* Entries supplied:
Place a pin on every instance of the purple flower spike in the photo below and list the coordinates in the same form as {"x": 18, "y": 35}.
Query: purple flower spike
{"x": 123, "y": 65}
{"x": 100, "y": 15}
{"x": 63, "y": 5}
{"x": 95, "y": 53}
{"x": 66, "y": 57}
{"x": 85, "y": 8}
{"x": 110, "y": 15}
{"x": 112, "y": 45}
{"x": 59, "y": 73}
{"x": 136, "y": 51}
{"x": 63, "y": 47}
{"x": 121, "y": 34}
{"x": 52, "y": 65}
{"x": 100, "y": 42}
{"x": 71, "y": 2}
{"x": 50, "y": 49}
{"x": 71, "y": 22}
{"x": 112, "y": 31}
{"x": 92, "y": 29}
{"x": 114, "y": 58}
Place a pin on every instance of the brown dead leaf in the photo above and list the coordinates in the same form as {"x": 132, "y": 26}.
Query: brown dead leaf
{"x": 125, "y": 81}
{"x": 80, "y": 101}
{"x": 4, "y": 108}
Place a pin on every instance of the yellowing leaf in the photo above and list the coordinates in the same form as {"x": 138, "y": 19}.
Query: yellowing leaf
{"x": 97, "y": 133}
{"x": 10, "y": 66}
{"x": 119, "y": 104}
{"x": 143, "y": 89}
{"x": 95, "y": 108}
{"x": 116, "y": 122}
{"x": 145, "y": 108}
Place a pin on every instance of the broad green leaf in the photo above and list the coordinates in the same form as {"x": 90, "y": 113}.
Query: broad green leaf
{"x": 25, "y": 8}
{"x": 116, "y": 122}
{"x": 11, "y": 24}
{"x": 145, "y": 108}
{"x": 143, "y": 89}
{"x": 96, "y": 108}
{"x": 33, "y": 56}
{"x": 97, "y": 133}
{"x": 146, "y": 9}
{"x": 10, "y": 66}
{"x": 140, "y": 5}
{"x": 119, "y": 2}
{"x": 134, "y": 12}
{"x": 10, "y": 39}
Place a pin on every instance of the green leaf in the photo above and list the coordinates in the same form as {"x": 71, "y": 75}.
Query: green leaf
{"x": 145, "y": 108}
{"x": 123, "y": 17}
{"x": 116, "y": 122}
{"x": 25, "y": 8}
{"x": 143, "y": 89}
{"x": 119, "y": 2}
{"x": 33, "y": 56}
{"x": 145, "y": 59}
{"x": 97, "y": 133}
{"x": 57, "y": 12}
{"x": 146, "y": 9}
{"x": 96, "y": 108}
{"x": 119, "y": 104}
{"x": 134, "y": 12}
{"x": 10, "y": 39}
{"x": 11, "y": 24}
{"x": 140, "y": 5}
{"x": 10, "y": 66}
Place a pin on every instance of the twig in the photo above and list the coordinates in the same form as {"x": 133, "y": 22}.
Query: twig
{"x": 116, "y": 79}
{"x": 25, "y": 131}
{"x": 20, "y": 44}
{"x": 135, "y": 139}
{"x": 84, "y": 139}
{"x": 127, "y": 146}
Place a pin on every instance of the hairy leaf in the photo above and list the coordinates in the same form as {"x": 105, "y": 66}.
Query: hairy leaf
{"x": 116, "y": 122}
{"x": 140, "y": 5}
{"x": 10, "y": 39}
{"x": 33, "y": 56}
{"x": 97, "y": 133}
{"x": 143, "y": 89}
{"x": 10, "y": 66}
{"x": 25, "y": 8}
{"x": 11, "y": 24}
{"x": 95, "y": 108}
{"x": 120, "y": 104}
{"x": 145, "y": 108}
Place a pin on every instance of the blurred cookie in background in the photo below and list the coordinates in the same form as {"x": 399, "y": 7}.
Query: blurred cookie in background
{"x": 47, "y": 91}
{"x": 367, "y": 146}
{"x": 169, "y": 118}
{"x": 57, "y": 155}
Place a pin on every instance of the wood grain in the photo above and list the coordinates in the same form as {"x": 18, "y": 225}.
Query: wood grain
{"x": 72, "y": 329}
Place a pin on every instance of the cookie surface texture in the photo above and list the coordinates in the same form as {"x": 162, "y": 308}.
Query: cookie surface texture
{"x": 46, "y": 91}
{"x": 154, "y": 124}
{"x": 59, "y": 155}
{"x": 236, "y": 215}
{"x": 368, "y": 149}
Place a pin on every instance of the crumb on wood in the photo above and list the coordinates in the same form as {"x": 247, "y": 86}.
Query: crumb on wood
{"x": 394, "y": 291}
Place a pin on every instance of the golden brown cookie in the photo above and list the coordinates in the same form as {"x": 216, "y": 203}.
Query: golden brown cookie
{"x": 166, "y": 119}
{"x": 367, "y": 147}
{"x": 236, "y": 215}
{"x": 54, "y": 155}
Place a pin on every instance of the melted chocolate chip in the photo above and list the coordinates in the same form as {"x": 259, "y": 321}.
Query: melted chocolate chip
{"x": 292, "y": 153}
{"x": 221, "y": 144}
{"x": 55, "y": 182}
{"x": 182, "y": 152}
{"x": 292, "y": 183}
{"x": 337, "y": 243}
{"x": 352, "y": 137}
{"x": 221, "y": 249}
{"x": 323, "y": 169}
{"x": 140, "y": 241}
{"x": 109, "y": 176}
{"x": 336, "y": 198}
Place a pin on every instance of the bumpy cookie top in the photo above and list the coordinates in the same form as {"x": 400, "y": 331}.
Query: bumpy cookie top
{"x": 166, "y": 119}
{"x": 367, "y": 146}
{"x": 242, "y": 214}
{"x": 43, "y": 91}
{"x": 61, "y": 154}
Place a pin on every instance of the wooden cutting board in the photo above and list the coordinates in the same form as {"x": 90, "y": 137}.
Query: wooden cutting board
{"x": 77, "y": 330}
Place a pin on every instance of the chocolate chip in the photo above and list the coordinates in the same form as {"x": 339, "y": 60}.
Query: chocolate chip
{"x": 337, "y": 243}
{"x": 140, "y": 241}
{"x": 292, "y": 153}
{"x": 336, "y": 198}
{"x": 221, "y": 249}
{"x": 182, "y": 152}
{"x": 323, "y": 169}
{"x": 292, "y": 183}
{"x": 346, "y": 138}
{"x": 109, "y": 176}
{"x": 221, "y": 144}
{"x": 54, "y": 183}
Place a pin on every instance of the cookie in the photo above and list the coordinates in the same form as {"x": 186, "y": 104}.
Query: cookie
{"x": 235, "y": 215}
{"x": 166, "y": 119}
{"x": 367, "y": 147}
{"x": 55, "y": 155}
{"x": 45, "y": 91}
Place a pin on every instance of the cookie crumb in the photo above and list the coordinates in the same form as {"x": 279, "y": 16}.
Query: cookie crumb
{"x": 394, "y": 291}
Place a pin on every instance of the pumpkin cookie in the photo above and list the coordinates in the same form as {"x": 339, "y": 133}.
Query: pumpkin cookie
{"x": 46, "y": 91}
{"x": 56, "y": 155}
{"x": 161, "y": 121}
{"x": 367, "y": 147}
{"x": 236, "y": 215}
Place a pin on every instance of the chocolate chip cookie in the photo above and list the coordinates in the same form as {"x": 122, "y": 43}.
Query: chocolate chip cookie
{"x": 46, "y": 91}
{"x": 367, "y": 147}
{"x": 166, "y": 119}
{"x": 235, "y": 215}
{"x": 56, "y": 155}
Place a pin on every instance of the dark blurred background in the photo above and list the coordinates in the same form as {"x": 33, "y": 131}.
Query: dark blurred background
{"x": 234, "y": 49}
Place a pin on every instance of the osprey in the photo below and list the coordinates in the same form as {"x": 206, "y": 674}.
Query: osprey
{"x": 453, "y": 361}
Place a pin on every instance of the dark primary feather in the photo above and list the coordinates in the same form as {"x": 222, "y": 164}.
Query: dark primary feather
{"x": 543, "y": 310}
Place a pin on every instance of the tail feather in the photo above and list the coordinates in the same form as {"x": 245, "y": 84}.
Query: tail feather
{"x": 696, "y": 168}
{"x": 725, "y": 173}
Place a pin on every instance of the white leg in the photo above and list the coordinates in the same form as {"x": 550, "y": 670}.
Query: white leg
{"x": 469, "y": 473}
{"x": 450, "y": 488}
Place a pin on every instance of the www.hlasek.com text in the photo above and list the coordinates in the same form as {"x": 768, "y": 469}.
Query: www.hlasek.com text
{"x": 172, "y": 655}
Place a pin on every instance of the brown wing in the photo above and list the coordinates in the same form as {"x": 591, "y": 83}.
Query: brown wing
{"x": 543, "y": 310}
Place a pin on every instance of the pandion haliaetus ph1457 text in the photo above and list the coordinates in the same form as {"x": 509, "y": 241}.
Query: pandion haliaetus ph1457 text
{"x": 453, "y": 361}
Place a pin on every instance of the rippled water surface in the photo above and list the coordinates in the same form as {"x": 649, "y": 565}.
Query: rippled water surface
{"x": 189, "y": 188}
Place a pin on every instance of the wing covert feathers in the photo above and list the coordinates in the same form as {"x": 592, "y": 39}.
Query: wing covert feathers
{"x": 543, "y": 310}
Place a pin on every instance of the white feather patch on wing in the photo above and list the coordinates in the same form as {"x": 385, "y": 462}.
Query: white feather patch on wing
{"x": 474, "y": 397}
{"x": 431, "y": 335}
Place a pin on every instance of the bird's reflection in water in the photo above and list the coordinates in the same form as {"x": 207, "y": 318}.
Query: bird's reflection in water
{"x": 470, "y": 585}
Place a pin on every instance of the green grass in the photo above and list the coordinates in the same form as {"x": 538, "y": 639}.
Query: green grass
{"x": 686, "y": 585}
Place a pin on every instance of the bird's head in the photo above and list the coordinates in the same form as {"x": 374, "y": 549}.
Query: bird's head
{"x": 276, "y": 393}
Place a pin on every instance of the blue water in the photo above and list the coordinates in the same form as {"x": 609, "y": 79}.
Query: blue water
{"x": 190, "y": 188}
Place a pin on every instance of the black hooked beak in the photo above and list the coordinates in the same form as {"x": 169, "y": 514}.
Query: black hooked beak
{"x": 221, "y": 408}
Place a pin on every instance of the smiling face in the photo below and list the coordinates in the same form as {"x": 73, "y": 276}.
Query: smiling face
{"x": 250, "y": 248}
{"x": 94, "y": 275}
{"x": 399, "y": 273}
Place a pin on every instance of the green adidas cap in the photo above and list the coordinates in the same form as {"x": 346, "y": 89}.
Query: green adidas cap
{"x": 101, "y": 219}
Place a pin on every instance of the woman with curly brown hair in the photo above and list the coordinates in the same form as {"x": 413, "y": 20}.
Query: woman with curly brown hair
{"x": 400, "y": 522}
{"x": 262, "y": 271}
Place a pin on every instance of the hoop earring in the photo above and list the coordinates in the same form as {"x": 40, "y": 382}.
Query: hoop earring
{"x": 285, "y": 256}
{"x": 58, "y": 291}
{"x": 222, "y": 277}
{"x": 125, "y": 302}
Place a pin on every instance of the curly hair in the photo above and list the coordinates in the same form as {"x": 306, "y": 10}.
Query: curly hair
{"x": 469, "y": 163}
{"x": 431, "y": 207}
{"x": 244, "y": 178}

* Written request:
Reproduce the lines of the records above without any change, starting at the line that contains "Place a pin on every instance of the green adidas" and continuing through the last line of the records, both ends included.

* Solution:
Place a pin on every instance of the green adidas cap in the photo above and list the coordinates in the same form as {"x": 346, "y": 89}.
Query: green adidas cap
{"x": 101, "y": 219}
Place a pin on every instance of the woman with curly brown hair in the photo above and list the coordinates in the same form as {"x": 413, "y": 20}.
Query: woman with curly brown hair
{"x": 400, "y": 522}
{"x": 262, "y": 271}
Place a pin on every instance of the hoop earring in the photo above and list the coordinates in the same form as {"x": 40, "y": 382}.
Query: hoop earring
{"x": 285, "y": 256}
{"x": 58, "y": 291}
{"x": 222, "y": 277}
{"x": 125, "y": 302}
Place a pin on every instance of the curly hair in the photo above and list the coordinates in the same form as {"x": 306, "y": 10}.
Query: curly hair
{"x": 469, "y": 163}
{"x": 431, "y": 207}
{"x": 244, "y": 178}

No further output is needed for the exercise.